** start Text shown **
Andrey Listopadov

Pretty-printing for Fennel Language

@programming fennel lisp ~11 minutes read

Update:

All the patches1​, 2​ has been merged into the main branch of Fennel language, so expect to see improved fennelview in next stable release! Some semantics have been altered, so I’ve updated the post a bit to reflect the changes.


Pretty-printing in Lisp is a way to represent data structures that we operate in our program in a human-readable way. This technique is quite old and was part of many Lisp languages for a very long time. Because Lisps usually are homoiconic, defining a pretty printer for Lisp’s main data structure in terms of the syntax expected by the reader, we get a way to pretty-print Lisp’s code, thus making pretty-printer act as a formatter. And as far as I know, this was originally the main purpose for pretty printer - code was written in a “compressed” form, e.g. no line breaks to save space, and then pretty-printed on some kind of display. This was also handy to review outputs of programs that generate programs, another common property of Lisp languages.

Fennel is a relatively young Lisp-like language, that compiles to Lua. It uses Lua’s main data structure - a table, as its main data structure, and has its own pretty printer, called fennelview. It’s a pretty simple pretty printer, that is mostly based on another pretty printer for Lua, called inspect.lua.

Since inspect.lua is oriented at producing Lua-style tables, fennelview.fnl was altered to make it output tables in a Fennel’s syntax, so printed tables could be read back by the reader. It is important to note, that inspect.lua is not oriented at table serialization, hence this is not well suited for a Lisp-like language.

fennelview.lua also shared some problems, most of which were inherited from inspect.lua, and one of which is indentation handling. In Fennel v0.7.0, tables were printed like this in the REPL:

>> {:a 1 :b 2 :c 3}
{
  :a 1
  :b 2
  :c 3
}

Indentation seems to be correct from a C-like language standpoint, but Lisp hackers usually expect the following notation:

{:a 1
 :b 2
 :c 3}

This is more concise and takes less horizontal space. It may seem like not a big deal, however, the main issue is that fennelview can’t properly deal with nested tables. For example, if we put the table from above into a sequential table with some elements, and possibly other tables, we’ll get an unpleasant result:

>> [1 {:a 1 :b 2} 2 3 {:c 4 :d 5 :e 6 :f 7 :g 8} 9]
[1 {
    :a 1
    :b 2
  } 2 3 {
    :c 4
    :d 5
    :e 6
    :f 7
    :g 8
  } 6]

Indentation no longer makes any sense, and while this is not an issue for Fennel’s reader, it is hard to read such data structure from a human perspective. There are two other Lisps languages with quite a similar syntax - Janet and Clojure, each of which formats the table from above like this:

[1 {:a 1, :b 2} 2 3 {:c 4, :d 5, :e 6, :f 7, :g 8} 9]

(Except in Janet parentheses are used in place of square brackets, and there are no commas in the table literal.)
** end Text shown **
**Set tasks:**
• A. In the pretty-printing post, which Lua pretty printer is fennelview mostly based on?
• B. Return the stretch of the pretty-printing post from "Andrey Listopadov" through "reflect the changes.", copied word for word.
The entries after this point come from a separate source.
** start Material **
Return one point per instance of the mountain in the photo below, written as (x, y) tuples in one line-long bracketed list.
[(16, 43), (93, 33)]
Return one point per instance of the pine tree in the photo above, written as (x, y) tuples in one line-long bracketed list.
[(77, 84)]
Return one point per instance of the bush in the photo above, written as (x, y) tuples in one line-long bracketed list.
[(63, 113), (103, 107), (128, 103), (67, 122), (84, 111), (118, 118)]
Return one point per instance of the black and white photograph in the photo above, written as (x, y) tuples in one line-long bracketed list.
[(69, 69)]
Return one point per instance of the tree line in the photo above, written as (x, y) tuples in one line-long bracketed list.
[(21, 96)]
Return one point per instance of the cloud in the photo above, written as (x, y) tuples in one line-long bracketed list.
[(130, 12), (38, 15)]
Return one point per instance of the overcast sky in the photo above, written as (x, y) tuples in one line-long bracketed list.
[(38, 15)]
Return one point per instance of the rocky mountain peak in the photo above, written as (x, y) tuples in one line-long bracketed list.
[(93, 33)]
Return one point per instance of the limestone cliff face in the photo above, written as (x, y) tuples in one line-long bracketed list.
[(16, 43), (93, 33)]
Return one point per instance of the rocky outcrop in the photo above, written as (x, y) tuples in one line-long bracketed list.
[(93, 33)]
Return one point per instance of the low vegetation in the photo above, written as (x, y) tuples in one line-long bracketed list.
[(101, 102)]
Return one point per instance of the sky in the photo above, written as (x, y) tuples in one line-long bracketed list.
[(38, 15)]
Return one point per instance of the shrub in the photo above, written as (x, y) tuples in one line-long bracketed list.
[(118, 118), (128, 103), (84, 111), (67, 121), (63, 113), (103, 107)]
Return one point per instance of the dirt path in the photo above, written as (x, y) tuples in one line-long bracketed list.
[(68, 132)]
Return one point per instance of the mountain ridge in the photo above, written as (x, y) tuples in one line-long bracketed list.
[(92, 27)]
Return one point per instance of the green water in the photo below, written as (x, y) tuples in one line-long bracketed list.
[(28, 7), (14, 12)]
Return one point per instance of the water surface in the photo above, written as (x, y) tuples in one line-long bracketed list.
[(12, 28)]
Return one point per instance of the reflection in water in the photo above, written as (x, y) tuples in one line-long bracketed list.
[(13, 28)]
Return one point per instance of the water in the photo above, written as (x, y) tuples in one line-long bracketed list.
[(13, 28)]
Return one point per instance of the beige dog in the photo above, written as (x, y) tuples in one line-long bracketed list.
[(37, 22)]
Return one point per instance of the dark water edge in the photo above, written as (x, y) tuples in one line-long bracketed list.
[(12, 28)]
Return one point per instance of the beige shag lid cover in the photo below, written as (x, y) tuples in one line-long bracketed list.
** end Material **
**Exercise results:**
• A. inspect.lua

• B.
Andrey Listopadov

Pretty-printing for Fennel Language

@programming fennel lisp ~11 minutes read

Update:

All the patches1​, 2​ has been merged into the main branch of Fennel language, so expect to see improved fennelview in next stable release! Some semantics have been altered, so I’ve updated the post a bit to reflect the changes.